#### [To-do list]
• A. In the forum post about building a syntactic baseline, how many lines of FBIS training data are used for each language side?
• B. Reproduce everything in the forum post from "I am trying" down to "not translate anything.".

#### [Text segment]
►

I am trying to build a syntactic baselines. Using FBIS data as the training set. But the result what I got is a too small rule-table, even can not translate anything.
Baseline building steps are as following:
Training data: 234,348 lines for both Chinese side and English side of FBIS
data .
for example:
En:the effort against corruption has been intensified , echoing the
antismuggling campaign .
Zh: 反腐败 力度 加大 , 与 反走私 形成 呼应 之 势 。
I followed the guild line,
0 step : parsing the English tree with zpar
output such as:
(S (NP (NP (DT the) (NN effort)) (PP (IN against) (NP (NN corruption)))) (VP
(VBZ has) (VP (VBN been)
(VP (VBN intensified) (, ,) (S (VP (VBG echoing) (NP (DT the) (JJ
antismuggling) (NN campaign))))))) (. .))

◄

#### [Data lines]
►

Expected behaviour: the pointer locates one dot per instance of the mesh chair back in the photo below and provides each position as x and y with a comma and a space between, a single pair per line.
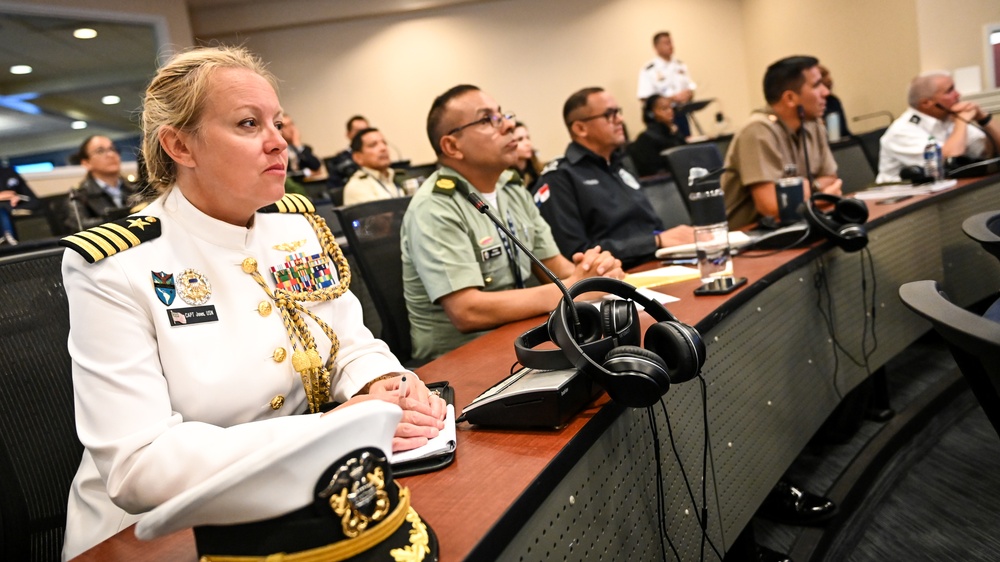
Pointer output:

◄

#### [Answers in order]
• A. 234,348 lines for both the Chinese side and the English side.

• B.
I am trying to build a syntactic baselines. Using FBIS data as the training set. But the result what I got is a too small rule-table, even can not translate anything.